### Document text:
Charlie Hebdo: too French to be Swiss


By Isabelle Eichenberger


Satire is often cultural (Caricature de Jules Stauber, Editions Nebelspalter) (Nebelspalter-Verlag)

Satire is often cultural (Caricature de Jules Stauber, Editions Nebelspalter)

(Nebelspalter-Verlag)

In Switzerland and abroad, the shocking massacre at Charlie Hebdo in January has encouraged a renewed interest in the satirical press. While laughter and humour may traverse cultural boundaries, caricature is based on codes that are not universal.

In the wave of emotion and support for freedom of the press that followed the horrific attacks in Paris, Vigousse, the Lausanne-based satirical magazine booked some 400 new subscribers.

“From the moment our comrades at Charlie Hebdo were assassinated, Vigousse received numerous testimonies and encouragement to continue its relentless pursuit of satire in all its forms,” stated the magazine, thanking its well-wishers for their support.

“Two crazy, armed men committed this horrific act and hundreds of thousands of people protested. It’s extraordinary; freedom of expression has never had so many defenders,” said Laurent Flutsch, deputy editor-in-chief of Vigousse.

For the moment, one is tempted to add…

Freedom vs self-censorship

Dominique von Burg, president of the Swiss Press Council, points out that freedom of expression has lost something of its oomph in recent years, and hopes this “tragic event will spur it on”.

### Entries provided:
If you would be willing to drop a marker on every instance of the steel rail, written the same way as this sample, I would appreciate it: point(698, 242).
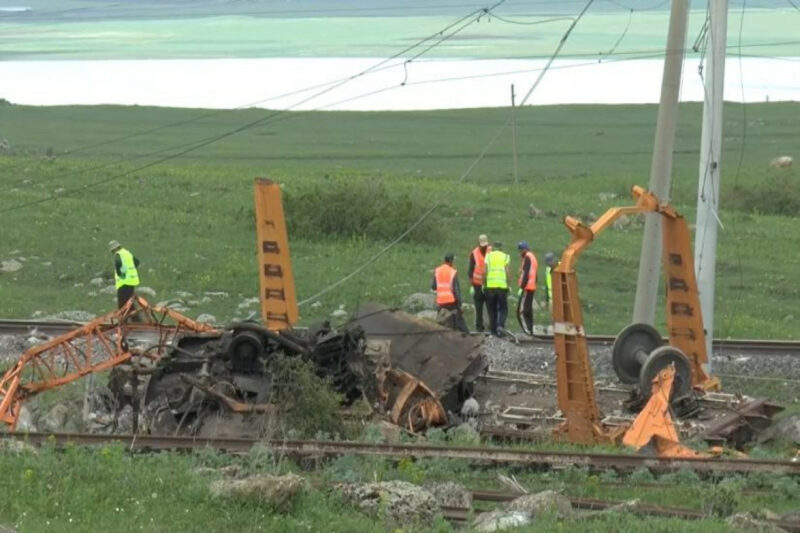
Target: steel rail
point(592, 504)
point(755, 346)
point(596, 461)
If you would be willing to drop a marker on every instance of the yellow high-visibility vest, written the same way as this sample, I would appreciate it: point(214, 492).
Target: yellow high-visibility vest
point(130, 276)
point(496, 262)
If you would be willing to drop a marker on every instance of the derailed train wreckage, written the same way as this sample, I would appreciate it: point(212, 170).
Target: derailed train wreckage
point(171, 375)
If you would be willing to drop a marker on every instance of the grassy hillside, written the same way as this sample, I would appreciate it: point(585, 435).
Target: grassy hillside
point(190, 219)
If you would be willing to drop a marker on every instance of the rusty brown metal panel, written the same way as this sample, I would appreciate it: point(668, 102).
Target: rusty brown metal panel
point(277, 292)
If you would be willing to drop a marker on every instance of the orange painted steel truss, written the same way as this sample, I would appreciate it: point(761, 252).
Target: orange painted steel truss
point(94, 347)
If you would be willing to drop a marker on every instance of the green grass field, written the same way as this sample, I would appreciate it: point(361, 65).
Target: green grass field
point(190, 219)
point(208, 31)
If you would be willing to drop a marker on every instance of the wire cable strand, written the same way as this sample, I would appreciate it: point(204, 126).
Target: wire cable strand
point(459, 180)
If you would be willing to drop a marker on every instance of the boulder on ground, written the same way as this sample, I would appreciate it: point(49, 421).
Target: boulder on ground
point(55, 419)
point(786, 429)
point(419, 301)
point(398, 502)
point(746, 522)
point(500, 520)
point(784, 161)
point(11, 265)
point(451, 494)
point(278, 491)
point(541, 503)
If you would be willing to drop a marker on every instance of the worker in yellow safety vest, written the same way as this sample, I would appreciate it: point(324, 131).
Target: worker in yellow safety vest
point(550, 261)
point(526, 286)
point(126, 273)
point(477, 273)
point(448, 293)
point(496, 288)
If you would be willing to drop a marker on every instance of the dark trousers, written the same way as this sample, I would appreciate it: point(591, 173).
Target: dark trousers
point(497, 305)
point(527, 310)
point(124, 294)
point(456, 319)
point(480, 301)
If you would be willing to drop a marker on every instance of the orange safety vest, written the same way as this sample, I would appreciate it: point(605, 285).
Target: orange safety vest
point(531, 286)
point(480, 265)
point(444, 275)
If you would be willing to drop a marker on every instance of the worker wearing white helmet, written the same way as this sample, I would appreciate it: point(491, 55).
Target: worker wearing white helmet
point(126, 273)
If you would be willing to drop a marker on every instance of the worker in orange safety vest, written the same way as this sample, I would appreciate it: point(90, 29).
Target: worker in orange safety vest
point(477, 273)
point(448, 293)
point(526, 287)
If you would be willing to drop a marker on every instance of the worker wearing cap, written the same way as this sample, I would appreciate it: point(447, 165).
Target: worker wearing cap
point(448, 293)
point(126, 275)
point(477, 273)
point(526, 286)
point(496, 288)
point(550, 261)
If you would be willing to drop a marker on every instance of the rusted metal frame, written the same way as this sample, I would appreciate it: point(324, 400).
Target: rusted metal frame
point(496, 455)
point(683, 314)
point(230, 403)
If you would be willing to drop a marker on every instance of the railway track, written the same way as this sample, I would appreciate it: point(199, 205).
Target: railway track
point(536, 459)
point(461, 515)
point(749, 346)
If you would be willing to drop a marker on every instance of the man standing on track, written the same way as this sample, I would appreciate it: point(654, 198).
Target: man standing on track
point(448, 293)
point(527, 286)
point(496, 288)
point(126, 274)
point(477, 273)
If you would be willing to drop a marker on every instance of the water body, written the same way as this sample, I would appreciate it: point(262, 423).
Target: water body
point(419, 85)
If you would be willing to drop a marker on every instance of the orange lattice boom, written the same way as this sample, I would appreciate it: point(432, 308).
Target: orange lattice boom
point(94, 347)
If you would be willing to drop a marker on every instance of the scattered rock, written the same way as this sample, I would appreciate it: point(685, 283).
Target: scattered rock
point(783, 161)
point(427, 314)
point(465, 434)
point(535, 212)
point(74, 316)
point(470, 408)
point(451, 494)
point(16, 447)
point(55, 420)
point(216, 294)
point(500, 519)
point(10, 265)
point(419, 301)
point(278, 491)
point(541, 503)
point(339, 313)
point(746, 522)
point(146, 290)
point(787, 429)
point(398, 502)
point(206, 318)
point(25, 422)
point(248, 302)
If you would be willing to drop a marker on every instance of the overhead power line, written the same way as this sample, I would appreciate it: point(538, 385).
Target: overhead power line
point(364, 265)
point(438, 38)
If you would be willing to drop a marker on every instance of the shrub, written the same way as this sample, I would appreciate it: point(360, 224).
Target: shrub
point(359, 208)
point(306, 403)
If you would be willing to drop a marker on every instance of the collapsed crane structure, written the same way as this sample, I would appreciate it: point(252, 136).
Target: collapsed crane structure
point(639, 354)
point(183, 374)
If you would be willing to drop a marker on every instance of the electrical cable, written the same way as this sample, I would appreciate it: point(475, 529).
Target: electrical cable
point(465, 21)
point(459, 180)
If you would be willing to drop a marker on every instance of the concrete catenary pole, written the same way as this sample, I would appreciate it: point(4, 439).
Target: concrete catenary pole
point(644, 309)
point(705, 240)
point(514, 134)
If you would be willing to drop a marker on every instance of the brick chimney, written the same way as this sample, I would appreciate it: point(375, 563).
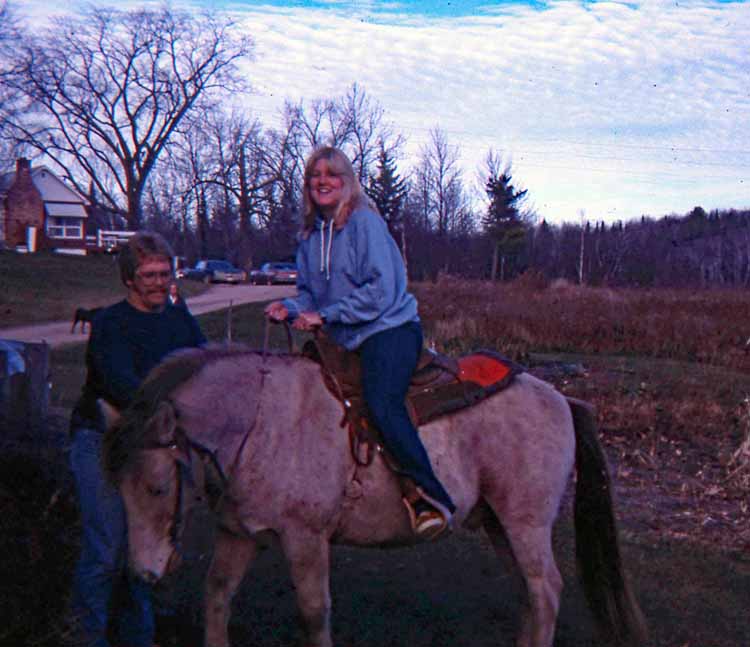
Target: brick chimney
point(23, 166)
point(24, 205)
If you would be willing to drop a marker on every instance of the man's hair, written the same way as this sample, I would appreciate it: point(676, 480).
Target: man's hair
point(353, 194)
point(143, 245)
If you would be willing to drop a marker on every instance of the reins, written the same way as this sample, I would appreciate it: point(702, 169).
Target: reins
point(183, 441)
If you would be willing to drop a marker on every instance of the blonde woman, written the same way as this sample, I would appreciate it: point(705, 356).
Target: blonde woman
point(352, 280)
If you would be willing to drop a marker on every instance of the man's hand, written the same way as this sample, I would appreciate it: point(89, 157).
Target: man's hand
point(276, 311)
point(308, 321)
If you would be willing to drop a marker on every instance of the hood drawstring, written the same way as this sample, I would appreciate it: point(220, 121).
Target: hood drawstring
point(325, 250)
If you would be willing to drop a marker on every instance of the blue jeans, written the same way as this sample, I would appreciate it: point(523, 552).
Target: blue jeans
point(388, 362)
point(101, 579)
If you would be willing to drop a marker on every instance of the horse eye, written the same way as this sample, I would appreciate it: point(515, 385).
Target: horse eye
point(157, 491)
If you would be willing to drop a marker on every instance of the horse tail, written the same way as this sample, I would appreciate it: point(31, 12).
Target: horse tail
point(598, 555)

### Set exercise:
From the article on Charlie Hebdo and Swiss satire, return the passage starting with "In Switzerland and" and going on through "400 new subscribers.", copied word for word.

### Finished task:
In Switzerland and abroad, the shocking massacre at Charlie Hebdo in January has encouraged a renewed interest in the satirical press. While laughter and humour may traverse cultural boundaries, caricature is based on codes that are not universal.

In the wave of emotion and support for freedom of the press that followed the horrific attacks in Paris, Vigousse, the Lausanne-based satirical magazine booked some 400 new subscribers.